Instructions to follow: Carry on the passage below about the regulatory gaps around healthcare chatbots, starting right after its last sentence.

Excerpted passage:

# # # # # # #

The labor side compounds the pressure. The clinical workforce that would normally staff a triage line, a crisis chat, or a chronic care coaching program is constrained. The OpenAI–Uber India leadership move reported in TechCrunch this week is one data point in a broader pattern: the operational talent being recruited to scale consumer health deployments is being pulled from ride-share logistics, not from clinical operations. The result is an industry optimized for throughput, not for the failure modes its product is producing.

The Regulatory Vacuum: Why FDA, HHS, and HIPAA Can't See the Bodies Yet

Three agencies have nominal jurisdiction over parts of the healthcare chatbot stack. None of them is currently equipped to act on the dataset. The FDA's software-as-a-medical-device framework covers chatbots that explicitly market themselves as diagnostic or treatment-planning tools. The large consumer-facing products in the audit are positioned as "informational" or "wellness" tools, a category the FDA's 2024 guidance explicitly excludes from active review. The manufacturers claim informational status. The marketing claims therapeutic utility. Both cannot be true, and the FDA has not forced a resolution.

HHS, through the Office for Civil Rights, enforces HIPAA. The audit raises, but does not settle, the question of whether a consumer chatbot vendor that retains identifiable conversation data is a covered entity or a business associate. The 2024 OCR guidance left the determination to be made case by case. No enforcement action has been taken against a healthcare chatbot vendor under the new framework.

# # # # # # #

Study material:
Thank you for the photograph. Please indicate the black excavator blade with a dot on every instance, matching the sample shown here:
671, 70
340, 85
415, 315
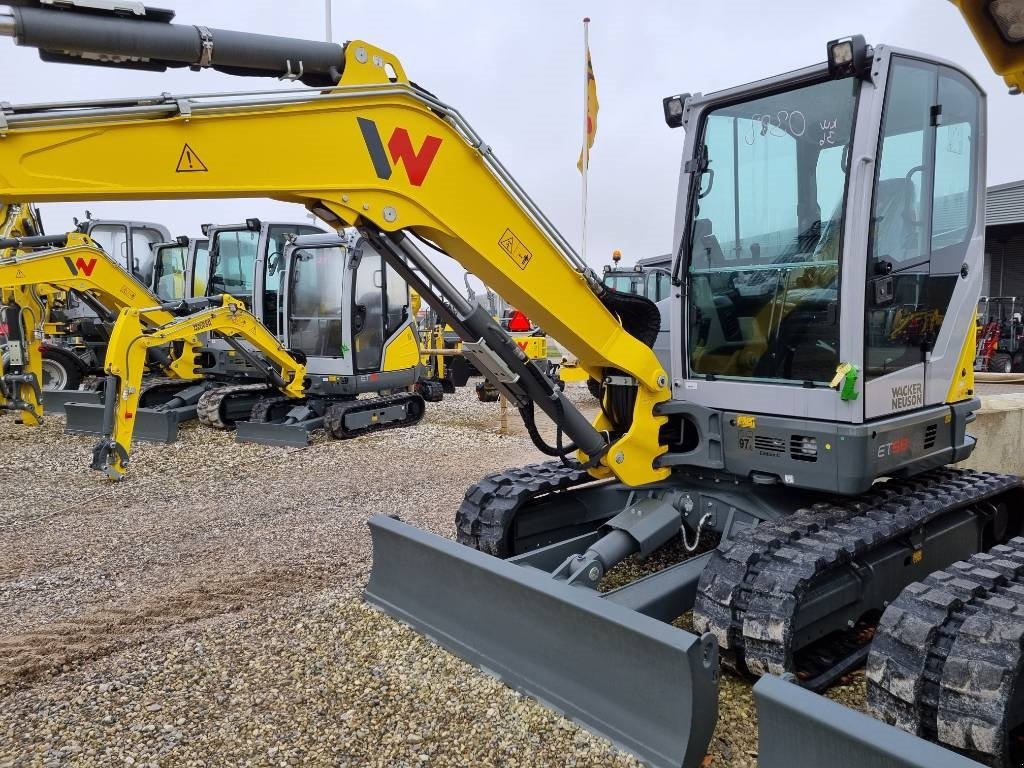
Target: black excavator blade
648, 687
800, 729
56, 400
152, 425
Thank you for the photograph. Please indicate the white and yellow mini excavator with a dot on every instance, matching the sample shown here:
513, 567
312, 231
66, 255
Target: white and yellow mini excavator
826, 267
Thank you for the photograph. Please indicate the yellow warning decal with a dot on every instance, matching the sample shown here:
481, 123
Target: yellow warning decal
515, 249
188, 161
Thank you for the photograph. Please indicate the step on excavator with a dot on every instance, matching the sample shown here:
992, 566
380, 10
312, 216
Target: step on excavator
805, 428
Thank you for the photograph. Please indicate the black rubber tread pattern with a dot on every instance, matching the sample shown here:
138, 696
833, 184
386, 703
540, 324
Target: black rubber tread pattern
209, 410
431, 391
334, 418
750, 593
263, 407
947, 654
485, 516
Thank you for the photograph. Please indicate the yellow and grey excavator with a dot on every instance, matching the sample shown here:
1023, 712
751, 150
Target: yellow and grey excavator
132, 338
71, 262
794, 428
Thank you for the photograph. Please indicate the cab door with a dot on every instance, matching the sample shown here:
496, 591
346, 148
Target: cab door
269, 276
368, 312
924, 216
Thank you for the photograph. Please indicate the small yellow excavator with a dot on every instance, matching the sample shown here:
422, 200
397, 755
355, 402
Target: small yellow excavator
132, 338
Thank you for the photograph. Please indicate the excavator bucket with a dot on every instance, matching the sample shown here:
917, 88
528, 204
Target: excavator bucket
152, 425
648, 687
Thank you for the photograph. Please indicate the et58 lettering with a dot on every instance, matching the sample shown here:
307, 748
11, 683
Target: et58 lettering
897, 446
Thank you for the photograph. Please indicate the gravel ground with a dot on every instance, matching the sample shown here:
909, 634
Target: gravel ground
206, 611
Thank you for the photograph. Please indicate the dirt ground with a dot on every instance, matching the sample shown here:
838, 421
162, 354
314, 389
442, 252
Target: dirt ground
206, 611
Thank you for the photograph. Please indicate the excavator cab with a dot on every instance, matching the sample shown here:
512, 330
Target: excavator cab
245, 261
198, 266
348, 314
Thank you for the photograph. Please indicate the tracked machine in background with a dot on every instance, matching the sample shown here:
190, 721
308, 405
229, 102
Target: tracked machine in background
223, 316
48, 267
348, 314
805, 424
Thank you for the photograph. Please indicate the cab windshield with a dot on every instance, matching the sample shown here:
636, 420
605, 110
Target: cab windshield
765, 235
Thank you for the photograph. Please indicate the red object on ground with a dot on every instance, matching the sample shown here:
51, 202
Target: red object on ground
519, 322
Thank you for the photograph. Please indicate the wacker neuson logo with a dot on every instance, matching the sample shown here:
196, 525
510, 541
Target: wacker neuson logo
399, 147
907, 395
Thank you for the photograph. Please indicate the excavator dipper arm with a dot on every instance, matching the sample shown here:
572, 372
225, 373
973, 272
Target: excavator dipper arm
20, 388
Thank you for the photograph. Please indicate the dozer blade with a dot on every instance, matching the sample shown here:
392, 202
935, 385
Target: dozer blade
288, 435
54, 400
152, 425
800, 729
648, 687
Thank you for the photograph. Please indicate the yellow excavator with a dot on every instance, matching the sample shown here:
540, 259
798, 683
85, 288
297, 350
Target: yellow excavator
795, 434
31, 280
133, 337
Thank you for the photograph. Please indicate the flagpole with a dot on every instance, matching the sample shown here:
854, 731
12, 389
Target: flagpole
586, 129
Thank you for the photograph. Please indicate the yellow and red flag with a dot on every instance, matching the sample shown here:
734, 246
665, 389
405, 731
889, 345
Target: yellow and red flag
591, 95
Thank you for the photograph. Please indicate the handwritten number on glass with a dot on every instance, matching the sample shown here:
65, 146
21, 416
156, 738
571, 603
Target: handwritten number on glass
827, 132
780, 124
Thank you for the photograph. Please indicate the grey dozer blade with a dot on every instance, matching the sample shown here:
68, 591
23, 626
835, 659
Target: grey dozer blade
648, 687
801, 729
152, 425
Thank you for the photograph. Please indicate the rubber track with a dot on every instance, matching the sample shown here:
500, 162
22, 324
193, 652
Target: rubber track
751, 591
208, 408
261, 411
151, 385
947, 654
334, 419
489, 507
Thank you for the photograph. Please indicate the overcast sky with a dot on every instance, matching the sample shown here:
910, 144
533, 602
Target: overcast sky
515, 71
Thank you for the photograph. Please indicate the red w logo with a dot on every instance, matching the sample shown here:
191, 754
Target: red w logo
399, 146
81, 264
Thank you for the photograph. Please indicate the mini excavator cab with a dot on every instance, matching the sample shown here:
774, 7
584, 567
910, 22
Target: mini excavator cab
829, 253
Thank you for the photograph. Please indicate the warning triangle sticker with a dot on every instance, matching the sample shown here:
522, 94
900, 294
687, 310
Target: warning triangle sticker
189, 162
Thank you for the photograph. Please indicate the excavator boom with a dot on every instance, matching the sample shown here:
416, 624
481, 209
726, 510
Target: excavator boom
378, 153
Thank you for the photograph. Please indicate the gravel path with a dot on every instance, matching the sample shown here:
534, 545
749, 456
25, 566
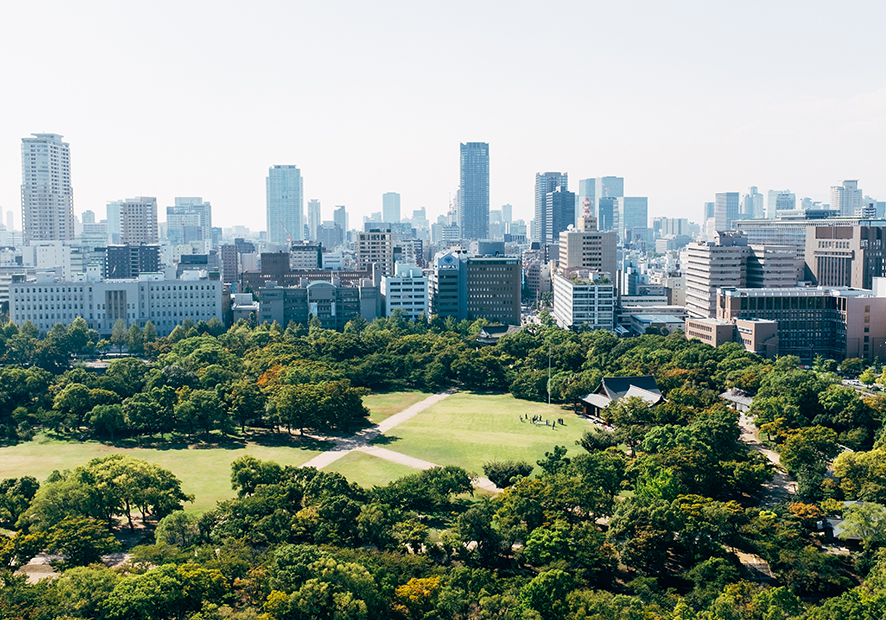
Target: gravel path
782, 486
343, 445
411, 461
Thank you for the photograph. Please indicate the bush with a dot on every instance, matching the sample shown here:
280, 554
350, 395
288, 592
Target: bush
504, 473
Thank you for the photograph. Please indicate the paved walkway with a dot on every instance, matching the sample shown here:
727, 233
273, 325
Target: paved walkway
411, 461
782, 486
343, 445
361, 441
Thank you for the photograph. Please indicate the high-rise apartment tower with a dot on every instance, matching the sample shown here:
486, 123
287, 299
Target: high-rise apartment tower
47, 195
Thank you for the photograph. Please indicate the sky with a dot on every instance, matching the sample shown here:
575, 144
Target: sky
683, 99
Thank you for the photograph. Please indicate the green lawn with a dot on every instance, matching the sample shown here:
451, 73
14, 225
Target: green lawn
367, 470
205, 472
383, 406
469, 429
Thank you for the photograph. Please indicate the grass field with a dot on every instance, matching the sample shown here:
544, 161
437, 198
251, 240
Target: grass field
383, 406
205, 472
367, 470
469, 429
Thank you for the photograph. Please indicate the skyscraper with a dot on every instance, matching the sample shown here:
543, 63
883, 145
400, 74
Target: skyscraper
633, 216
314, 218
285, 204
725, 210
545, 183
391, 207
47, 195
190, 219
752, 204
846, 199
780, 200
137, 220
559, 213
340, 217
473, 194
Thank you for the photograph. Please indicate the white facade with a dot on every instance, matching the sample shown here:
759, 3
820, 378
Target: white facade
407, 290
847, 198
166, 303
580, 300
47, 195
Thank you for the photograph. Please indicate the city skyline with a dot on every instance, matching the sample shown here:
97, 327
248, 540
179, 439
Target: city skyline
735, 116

# # # # # # #

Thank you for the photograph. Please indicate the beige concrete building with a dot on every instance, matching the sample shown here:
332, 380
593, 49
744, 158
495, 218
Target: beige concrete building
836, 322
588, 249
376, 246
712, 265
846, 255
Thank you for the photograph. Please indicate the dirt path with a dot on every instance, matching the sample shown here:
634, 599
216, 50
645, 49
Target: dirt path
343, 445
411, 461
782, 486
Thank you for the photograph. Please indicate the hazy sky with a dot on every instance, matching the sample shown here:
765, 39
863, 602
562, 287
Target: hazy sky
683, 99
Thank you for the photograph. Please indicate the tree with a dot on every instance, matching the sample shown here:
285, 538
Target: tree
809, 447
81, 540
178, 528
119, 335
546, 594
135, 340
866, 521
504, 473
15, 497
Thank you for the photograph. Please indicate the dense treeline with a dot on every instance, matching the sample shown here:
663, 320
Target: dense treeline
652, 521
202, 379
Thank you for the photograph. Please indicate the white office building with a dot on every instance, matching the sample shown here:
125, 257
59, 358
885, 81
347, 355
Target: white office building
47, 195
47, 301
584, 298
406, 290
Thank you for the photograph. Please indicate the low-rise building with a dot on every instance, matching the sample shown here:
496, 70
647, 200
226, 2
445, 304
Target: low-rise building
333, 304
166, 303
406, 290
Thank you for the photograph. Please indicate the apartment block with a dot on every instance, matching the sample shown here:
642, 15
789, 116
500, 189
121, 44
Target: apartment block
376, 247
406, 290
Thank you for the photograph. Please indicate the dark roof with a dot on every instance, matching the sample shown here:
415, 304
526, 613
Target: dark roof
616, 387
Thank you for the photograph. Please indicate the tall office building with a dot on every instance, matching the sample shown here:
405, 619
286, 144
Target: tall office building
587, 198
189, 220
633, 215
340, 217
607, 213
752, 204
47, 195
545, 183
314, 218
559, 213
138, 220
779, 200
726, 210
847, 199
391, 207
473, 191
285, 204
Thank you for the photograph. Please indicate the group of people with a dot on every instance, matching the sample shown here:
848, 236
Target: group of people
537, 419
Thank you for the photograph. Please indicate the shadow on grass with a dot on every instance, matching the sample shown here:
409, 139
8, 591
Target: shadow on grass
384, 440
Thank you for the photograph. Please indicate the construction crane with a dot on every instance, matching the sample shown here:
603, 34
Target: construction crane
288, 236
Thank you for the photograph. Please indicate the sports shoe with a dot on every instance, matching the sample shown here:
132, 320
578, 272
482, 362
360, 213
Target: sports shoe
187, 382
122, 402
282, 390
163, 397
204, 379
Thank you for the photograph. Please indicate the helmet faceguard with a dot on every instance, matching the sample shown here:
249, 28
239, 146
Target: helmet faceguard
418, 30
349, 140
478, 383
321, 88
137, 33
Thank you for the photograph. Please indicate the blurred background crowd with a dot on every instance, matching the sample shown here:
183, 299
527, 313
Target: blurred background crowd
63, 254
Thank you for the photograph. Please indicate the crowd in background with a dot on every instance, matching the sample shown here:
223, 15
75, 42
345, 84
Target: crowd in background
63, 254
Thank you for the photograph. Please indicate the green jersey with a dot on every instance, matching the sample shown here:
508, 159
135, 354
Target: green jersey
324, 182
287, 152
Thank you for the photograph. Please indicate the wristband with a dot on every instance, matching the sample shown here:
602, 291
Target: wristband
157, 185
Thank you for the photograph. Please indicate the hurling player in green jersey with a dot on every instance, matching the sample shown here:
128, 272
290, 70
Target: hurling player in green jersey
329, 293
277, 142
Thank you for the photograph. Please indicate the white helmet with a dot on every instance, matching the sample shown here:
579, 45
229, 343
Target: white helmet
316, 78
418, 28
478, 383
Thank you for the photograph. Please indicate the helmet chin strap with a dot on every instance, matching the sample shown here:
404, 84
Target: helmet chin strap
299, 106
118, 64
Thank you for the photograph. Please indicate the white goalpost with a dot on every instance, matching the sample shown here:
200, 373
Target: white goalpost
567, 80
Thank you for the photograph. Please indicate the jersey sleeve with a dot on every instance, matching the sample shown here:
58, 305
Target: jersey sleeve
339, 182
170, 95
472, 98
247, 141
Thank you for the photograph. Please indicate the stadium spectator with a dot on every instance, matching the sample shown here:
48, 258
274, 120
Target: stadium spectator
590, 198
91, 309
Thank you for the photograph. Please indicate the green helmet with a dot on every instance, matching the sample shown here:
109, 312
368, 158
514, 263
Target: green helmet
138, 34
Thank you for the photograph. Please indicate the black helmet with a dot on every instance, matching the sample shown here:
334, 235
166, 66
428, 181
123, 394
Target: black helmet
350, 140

# # # # # # #

The answer:
The most useful commentary on the regulatory condition comes from outside the agencies. Dean W. Ball's recent writing, summarized this week, frames the gap as a jurisdictional artifact rather than a policy choice: the agencies were built around hospitals, payers, and clinicians, not around consumer software that performs clinical functions without licensing as clinical software. The audit is, in this sense, a stress test on an architecture that was not designed for the product category now sitting in front of it.

The Deployment-Aftermath Loop: What 15,000 Complaints Actually Change

The dataset has been public for nine days. As of this writing, no vendor named in the audit has issued a public response. Two have quietly updated their crisis-line routing behavior; the changelog notes do not reference the audit. The deployment-aftermath loop — ship, fail, receive complaints, ship the next version — is intact. The audit does not break it. It documents it.

The downstream question is whether the document changes the inputs. Patient-side complaint data has, historically, been the slowest-moving input in healthcare regulation. The FDA's adverse-event reporting system processes reports on a multi-month backlog. The HHS complaint portal resolves a fraction of submissions. App store reviews are not, by any existing rule, an adverse-event reporting channel. The 15,000 reviews in the audit are, in regulatory terms, undischarged evidence. They sit in the queue with the rest of them.

The pattern that the audit makes legible is the one it was designed to detect: an industry that has externalized its failure cost to the population least equipped to dispute it, deploying at a scale and a confidence that no other clinical tool would be permitted to match, under a regulatory regime that was not built for the artifact in front of it. The dataset does not propose a fix. It does not need to. The fix is the same one that has applied to every other clinical tool that ships before it is safe: a regulator, with authority, with a queue it actually empties, and with the willingness to call a deployment what it is. The audit makes the call. The agencies have not picked up the phone. As the coverage this week notes, the gap between evidence and enforcement is now the story.